## What to work on
Count the lines in the rows below that contain the string "white", and give only that number.

## Raw data
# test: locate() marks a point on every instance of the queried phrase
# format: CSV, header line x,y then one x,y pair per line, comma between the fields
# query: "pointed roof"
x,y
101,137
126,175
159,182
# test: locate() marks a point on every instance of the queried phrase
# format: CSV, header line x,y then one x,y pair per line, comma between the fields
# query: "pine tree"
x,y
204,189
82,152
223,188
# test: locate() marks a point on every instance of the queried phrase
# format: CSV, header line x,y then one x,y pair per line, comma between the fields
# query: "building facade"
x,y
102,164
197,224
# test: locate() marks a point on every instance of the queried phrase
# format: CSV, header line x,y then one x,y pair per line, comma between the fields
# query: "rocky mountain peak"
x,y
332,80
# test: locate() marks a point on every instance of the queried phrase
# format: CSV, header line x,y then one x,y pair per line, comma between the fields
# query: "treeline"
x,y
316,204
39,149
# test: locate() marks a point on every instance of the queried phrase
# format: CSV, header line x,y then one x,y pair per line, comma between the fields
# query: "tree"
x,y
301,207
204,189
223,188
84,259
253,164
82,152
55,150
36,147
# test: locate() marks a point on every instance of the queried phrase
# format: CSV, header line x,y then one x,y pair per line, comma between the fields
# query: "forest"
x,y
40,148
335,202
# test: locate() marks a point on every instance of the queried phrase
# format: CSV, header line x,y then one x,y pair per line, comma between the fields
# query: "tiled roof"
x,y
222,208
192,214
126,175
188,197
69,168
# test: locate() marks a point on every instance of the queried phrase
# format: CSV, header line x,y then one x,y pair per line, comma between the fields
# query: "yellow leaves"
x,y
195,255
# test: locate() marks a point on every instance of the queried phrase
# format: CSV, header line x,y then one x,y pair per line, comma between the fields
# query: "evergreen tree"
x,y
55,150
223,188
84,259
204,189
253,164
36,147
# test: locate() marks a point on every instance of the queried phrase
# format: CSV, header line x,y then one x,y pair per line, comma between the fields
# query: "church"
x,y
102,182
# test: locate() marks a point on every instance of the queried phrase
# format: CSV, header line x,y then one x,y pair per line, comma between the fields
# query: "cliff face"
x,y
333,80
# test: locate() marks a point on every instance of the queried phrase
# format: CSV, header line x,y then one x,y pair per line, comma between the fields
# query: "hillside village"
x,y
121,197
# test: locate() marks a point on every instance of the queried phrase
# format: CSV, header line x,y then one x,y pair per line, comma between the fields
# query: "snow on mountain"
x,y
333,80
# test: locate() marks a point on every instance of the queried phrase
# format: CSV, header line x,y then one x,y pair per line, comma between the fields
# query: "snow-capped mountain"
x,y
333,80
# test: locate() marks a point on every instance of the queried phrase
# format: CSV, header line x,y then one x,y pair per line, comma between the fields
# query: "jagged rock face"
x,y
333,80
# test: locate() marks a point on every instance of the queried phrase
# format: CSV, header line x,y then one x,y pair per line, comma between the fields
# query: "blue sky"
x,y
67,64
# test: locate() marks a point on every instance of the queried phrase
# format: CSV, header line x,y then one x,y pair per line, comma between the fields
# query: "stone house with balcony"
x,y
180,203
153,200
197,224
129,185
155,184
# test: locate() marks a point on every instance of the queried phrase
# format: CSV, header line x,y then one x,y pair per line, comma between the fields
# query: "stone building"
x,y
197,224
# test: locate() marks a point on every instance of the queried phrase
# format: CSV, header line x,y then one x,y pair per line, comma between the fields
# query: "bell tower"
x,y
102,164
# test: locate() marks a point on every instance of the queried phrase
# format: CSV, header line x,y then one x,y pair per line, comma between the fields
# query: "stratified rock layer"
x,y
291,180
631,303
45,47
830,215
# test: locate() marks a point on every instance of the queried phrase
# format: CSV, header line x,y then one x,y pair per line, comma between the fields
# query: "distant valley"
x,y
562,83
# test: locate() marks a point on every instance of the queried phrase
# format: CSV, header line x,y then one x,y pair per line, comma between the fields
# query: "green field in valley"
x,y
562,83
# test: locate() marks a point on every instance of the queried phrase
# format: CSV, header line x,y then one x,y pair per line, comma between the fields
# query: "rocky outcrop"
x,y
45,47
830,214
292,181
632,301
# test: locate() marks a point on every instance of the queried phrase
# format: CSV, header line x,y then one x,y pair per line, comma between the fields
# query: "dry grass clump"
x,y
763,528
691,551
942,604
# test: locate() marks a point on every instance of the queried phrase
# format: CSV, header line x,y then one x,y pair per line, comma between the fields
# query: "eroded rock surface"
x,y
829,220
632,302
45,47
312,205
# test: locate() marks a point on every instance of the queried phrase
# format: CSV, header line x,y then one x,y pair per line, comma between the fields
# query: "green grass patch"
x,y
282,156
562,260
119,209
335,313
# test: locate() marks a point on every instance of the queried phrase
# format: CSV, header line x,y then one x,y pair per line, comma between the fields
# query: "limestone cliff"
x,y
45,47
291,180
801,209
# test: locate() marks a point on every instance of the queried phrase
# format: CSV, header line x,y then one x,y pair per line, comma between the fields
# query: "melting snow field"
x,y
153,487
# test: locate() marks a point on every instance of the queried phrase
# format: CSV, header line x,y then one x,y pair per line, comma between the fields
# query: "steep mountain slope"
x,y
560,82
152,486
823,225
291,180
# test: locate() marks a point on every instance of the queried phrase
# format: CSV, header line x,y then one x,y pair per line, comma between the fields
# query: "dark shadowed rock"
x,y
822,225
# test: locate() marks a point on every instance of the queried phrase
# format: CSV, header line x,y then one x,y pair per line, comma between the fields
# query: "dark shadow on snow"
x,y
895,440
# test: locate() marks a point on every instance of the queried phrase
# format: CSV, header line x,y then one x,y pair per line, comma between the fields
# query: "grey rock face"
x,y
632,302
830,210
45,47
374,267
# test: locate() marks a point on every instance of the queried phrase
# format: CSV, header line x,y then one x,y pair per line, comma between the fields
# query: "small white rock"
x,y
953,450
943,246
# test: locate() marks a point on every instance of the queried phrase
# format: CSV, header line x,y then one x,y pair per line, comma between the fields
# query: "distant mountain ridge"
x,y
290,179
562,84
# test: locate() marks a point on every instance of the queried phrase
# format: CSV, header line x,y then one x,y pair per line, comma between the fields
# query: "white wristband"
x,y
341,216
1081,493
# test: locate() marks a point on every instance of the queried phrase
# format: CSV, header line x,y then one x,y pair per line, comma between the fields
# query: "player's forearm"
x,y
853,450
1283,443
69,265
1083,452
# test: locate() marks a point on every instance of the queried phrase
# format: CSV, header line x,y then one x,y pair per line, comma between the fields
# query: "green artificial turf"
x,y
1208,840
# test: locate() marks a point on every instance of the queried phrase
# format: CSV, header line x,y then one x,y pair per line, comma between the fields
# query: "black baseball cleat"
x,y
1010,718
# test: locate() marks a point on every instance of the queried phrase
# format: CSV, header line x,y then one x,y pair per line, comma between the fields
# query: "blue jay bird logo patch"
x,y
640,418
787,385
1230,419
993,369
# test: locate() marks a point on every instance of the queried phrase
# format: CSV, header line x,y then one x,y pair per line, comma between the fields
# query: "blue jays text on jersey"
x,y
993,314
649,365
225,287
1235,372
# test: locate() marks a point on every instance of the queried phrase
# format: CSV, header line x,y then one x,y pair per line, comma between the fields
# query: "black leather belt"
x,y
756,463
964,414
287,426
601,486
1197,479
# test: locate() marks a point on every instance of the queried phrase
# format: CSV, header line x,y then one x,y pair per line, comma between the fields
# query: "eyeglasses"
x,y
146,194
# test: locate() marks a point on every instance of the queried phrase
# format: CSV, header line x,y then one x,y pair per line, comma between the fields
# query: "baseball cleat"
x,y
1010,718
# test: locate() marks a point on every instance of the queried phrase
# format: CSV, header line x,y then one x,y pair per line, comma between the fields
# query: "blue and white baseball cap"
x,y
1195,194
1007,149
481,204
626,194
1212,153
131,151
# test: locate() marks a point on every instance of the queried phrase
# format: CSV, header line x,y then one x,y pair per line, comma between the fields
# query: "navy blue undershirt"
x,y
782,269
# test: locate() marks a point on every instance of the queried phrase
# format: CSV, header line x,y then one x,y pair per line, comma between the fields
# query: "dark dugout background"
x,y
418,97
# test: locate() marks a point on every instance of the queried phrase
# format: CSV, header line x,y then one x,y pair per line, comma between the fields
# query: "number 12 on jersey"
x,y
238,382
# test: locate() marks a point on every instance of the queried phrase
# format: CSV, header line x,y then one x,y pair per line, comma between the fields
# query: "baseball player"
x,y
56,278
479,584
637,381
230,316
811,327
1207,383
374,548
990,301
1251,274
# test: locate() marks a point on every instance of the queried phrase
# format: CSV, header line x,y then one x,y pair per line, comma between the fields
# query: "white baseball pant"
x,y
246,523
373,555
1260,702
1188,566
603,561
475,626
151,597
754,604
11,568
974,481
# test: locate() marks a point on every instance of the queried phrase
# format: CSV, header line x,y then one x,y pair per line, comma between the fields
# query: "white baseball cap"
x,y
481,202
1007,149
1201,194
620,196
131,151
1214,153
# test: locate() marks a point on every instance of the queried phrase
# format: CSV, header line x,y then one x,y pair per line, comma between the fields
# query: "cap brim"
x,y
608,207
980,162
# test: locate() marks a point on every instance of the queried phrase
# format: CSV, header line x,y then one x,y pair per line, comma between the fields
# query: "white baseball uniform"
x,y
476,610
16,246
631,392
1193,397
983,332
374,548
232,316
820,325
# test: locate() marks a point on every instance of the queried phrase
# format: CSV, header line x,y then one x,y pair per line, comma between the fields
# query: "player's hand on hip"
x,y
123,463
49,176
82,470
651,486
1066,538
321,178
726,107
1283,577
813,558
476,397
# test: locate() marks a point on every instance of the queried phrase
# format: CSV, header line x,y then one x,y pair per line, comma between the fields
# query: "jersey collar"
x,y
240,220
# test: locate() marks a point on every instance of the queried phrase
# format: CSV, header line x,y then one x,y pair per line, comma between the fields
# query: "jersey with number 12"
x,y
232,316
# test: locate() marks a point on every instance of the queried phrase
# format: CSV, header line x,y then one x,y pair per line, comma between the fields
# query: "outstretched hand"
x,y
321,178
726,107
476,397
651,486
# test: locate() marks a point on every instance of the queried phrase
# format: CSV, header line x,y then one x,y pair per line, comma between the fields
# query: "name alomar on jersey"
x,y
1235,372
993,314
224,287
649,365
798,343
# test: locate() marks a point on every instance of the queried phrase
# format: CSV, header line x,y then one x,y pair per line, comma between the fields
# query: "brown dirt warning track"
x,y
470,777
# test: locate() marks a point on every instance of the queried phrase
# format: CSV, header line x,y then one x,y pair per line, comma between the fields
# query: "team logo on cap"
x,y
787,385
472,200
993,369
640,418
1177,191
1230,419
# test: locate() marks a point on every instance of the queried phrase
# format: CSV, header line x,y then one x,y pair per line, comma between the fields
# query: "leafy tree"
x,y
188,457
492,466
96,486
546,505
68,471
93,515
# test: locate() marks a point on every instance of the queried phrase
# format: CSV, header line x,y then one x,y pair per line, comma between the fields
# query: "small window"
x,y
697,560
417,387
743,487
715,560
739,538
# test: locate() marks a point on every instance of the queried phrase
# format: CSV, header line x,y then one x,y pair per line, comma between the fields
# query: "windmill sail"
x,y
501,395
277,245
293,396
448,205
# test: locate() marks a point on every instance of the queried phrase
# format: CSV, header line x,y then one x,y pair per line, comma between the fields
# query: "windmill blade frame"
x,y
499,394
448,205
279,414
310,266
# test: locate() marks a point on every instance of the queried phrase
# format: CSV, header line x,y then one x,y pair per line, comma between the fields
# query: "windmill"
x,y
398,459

## Solution to this problem
6